Problem to solve: From the records below, set down exactly the lines starting with the line that contains "For the red car's" and going on through the line that contains "For the concrete". Nothing else is wanted.

Input:
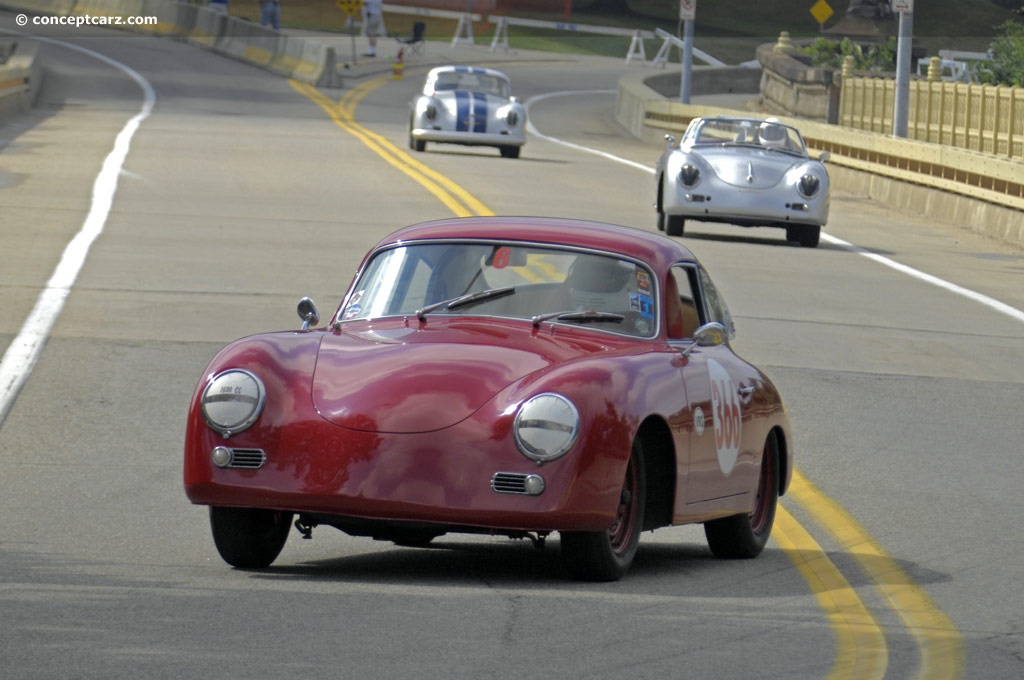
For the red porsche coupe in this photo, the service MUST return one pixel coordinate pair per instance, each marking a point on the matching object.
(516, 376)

==

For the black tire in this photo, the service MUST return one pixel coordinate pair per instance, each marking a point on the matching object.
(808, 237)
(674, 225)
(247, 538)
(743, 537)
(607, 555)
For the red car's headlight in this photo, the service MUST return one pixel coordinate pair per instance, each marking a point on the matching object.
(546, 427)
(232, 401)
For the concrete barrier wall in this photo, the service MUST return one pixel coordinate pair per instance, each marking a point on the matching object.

Finished exercise:
For the red car's headlight in this photo, the service MUST return one pixel coordinate pair per instance, each marking a point on the matching object.
(546, 427)
(232, 401)
For the concrete barrier wall in this photo, the service MUST return one pixel coordinate pair per instance, each marking a point on the matching object.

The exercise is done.